◆ PAGE EXTRACT
-------------------------
Anheuser-Busch InBev’s Metal Container Corp. will sell four metal beverage can and lid manufacturing plants to Ball Corp., a big supplier of metal and plastic packaging for the food and beverage industries. Price tag: $577 million in cash.
Ball will continue to supply Anheuser-Busch InBev with metal beverage cans and lids from the plants. And here is a spot of unexpected good news for employees: As part of the acquisition agreement, Ball has committed to offer employment to each active employee of the plants.
The can plants are located in Fort Atkinson, Wisc., Columbus, Ohio, and Rome, Ga. The divested lid plant is in Gainesville, Fl. The plants are fairly focused on soft drinks.
These are apparently not slouch assets. In the first full year of operation, Ball expects the plants to generate $680 million in revenue and $94 million of earnings (before interest, taxes and depreciation.) The plants produce about 10 billion aluminum cans and 10 billion easy-open can ends per year. The facilities employ about 635 people.
-------------------------
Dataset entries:
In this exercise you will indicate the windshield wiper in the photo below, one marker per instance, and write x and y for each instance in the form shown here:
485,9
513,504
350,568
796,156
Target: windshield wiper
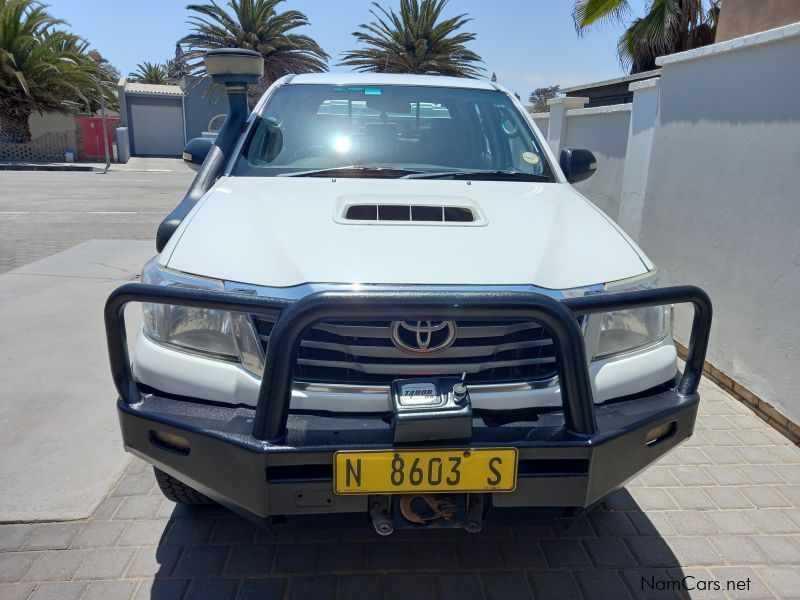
354,171
487,175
-------------------------
◆ WORK TO DO
• A. According to the article about Ball buying the can plants, how many people work at the facilities?
• B. Reproduce the records word for word, leaving out the pictures.

◆ FINAL RESULTS
• A. About 635 people.

• B.
In this exercise you will indicate the windshield wiper in the photo below, one marker per instance, and write x and y for each instance in the form shown here:
485,9
513,504
350,568
796,156
Target: windshield wiper
354,171
487,175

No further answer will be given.